● **Set task**
Rewrite the listing below, replacing "marker" with "dot" and changing nothing else. Leave the pictures out of your answer.

● **Records**
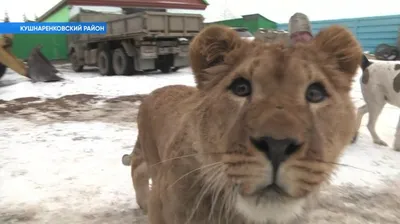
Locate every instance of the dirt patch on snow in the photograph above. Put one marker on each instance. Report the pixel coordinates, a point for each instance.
(79, 107)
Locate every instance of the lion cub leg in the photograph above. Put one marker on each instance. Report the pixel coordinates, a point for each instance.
(396, 145)
(140, 177)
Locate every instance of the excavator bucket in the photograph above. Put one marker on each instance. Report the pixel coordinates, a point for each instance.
(40, 69)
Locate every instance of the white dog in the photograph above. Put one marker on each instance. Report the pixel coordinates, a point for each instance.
(380, 84)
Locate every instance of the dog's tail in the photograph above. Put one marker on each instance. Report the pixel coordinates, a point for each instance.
(365, 62)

● **Response**
Locate every instance of the dirt patch on snow in the photograph above. Put one dot on each instance. Report the pixel coordinates, a point for each instance.
(79, 107)
Locate every instance of the lion cub leg in the photograph above. Put one dot on each instance. Report the pixel coordinates, a point for each instance.
(396, 145)
(140, 177)
Locate every instance of the excavator bucket in the photograph above. Put one dot on each instance. Report the pixel coordinates, a point for each instance.
(40, 69)
Locate every instance of the white dog in the photograph above. Put one dot on each instance. Report the pixel coordinates, a point for each instance.
(380, 84)
Locate every instance of the dog's tail in the photograph above. Put one dot on each instance. Report the pixel coordinates, a point for each instance.
(365, 62)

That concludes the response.